- **TASK DIRECTIONS**
Wherever a line in the data holds the word "instance", pull that line out.

*** Opening RECORDS FOR THE EXERCISE ***

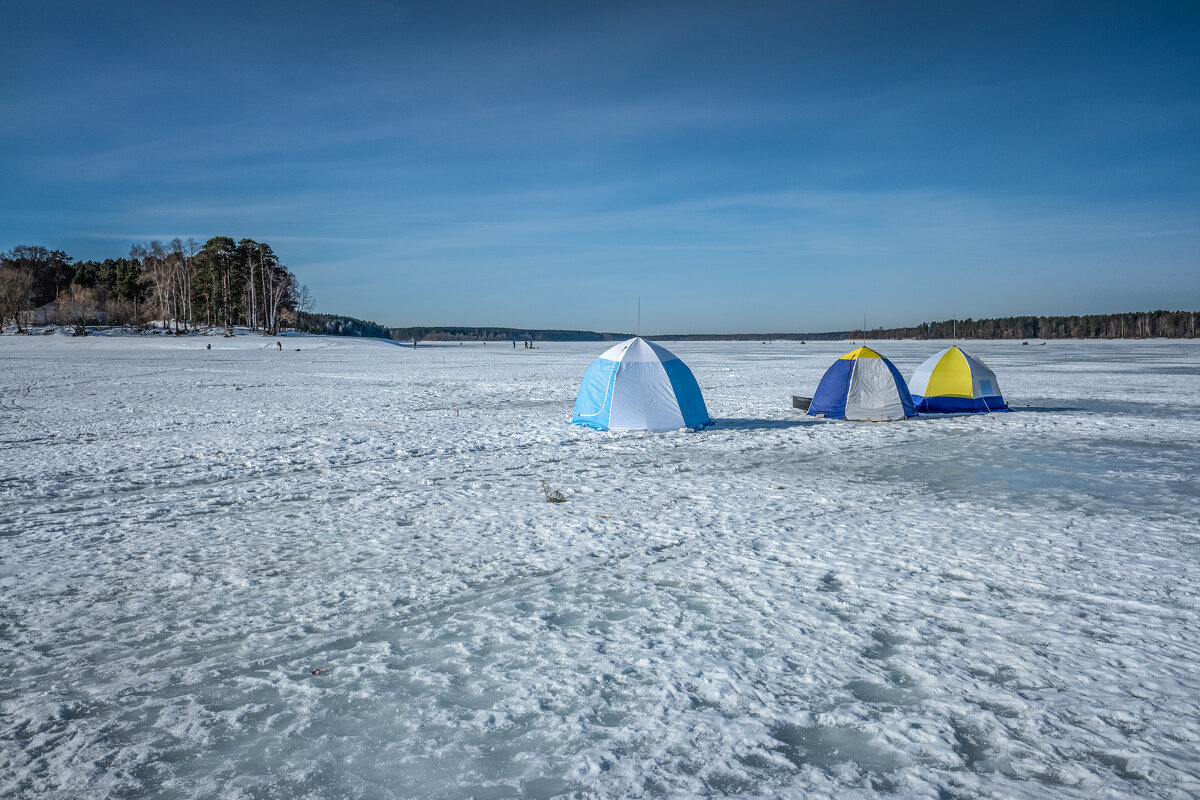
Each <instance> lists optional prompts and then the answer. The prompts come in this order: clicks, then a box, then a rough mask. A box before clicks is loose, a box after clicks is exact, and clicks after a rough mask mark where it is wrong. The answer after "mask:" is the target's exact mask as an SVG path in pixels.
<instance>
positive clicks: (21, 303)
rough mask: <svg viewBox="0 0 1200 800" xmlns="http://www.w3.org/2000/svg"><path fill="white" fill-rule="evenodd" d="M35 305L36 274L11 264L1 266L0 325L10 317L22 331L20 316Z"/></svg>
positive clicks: (20, 316) (0, 288)
mask: <svg viewBox="0 0 1200 800" xmlns="http://www.w3.org/2000/svg"><path fill="white" fill-rule="evenodd" d="M32 307H34V276H31V275H29V273H28V272H25V271H23V270H18V269H16V267H11V266H0V326H4V324H5V323H7V321H8V320H10V319H11V320H13V323H16V325H17V332H18V333H22V332H23V331H22V330H20V318H22V315H23V314H26V313H29V311H30V309H32Z"/></svg>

*** Closing RECORDS FOR THE EXERCISE ***

- **WRITTEN RESPONSE**
Each <instance> lists optional prompts and then the answer. The prompts come in this order: clicks, then a box, then a rough mask. A box before clicks is loose, a box after clicks is exact, and clicks after a rough mask mark where it is wrong. The answer after "mask:" is the target's exact mask as an SVG path in pixels.
<instance>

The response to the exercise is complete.